Exercise passage ::
____

Velo-city began in 1980 and has played an important part in the promotion of cycling ever since. Since the first Velo-city Global took place in Copenhagen in 2010, the conference has taken place in numerous locations:

- 2011: Seville
- 2012: Vancouver
- 2013: Vienna
- 2014: Adelaide
- 2015: Nantes
- 2016: Taipei
- 2017: Arnhem-Nijmegen
- 2018: Rio de Janeiro
- 2019: Dublin
- 2021: Lisbon
- 2022: Ljubljana
- 2023: Leipzig
- 2024: Ghent
- 2025: Gdansk
- 2026: Rimini
- 2027: Ehime Prefecture
- 2028: Geneva

Velo-city 2020 Ljubljana was forced to be postponed to 2022 as a result of the COVID-19 pandemic. Because of the pandemic, Velo-city 2021 Lisboa was held with special COVID-19 safety protocols and as a hybrid event with online and digital elements that included live streaming and session recordings within a dedicated mobile app.

=== Projects ===

ECF participates in various EU-funded projects together with other organisations and institutions.

==Networks==
ECF manages several international networks, apart from its own members:

===Cities & Regions for Cyclists===
The Cities & Regions for Cyclists network is managed by ECF and consists of cities and regions, mainly in Europe, that work to “promote the bicycle as a mode of transport and leisure.”

=== Cycle-Friendly Employer Consortium ===
The Cycle-Friendly Employer Certification Framework is a “European standard for cycle friendly companies.” The certification scheme is run by ECF and implemented on the national level by national coordinators.

____

Record set ::
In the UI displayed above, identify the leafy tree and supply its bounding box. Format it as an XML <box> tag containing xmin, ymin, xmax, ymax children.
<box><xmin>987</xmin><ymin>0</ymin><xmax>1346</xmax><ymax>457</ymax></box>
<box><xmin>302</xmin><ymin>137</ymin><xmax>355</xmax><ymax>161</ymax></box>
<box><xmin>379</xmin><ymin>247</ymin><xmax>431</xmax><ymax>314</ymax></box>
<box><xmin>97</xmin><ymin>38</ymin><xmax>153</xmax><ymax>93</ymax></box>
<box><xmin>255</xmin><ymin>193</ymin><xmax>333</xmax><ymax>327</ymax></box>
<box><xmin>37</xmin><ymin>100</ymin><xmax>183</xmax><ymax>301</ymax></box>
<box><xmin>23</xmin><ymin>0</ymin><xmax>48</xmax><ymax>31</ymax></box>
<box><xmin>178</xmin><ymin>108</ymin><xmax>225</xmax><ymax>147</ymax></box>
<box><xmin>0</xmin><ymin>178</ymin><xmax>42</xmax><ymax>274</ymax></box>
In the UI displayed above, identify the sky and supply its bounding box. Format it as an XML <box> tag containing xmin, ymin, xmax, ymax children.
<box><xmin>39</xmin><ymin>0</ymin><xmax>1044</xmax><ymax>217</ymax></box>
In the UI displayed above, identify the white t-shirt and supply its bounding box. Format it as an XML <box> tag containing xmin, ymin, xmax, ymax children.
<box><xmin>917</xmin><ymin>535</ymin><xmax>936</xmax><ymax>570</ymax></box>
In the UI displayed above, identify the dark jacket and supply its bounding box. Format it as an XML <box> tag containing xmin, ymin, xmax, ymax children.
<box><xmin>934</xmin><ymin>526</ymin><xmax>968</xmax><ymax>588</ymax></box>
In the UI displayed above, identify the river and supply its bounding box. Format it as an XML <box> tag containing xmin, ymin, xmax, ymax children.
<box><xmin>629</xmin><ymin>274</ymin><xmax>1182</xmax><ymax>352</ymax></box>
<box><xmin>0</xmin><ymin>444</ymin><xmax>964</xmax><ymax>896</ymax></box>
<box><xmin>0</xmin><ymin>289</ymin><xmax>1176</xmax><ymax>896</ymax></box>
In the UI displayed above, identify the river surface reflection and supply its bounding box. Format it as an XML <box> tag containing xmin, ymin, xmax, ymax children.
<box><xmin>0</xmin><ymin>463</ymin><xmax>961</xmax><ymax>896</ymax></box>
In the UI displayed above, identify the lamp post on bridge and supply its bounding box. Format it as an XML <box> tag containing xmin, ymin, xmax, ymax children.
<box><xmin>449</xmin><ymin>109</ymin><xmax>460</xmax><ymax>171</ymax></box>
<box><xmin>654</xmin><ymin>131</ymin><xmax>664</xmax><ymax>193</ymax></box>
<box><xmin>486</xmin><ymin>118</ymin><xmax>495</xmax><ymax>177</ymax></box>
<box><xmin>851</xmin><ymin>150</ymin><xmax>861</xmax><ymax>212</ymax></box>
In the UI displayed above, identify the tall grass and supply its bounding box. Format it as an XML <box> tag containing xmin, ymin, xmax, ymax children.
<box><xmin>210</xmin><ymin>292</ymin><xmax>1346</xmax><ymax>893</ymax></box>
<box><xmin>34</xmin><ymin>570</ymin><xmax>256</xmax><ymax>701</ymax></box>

____

Exercise :: In the passage on Velo-city and ECF, turn the paragraph beginning "Velo-city 2020 Ljubljana was forced" into a short bulleted list that keeps its main facts. The records have no connection to the text.

Response area ::
- Velo-city 2020 in Ljubljana was postponed to 2022 because of the COVID-19 pandemic.
- Velo-city 2021 in Lisbon followed special COVID-19 safety protocols.
- The Lisbon event was hybrid. Its online and digital elements included live streaming and session recordings in a dedicated mobile app.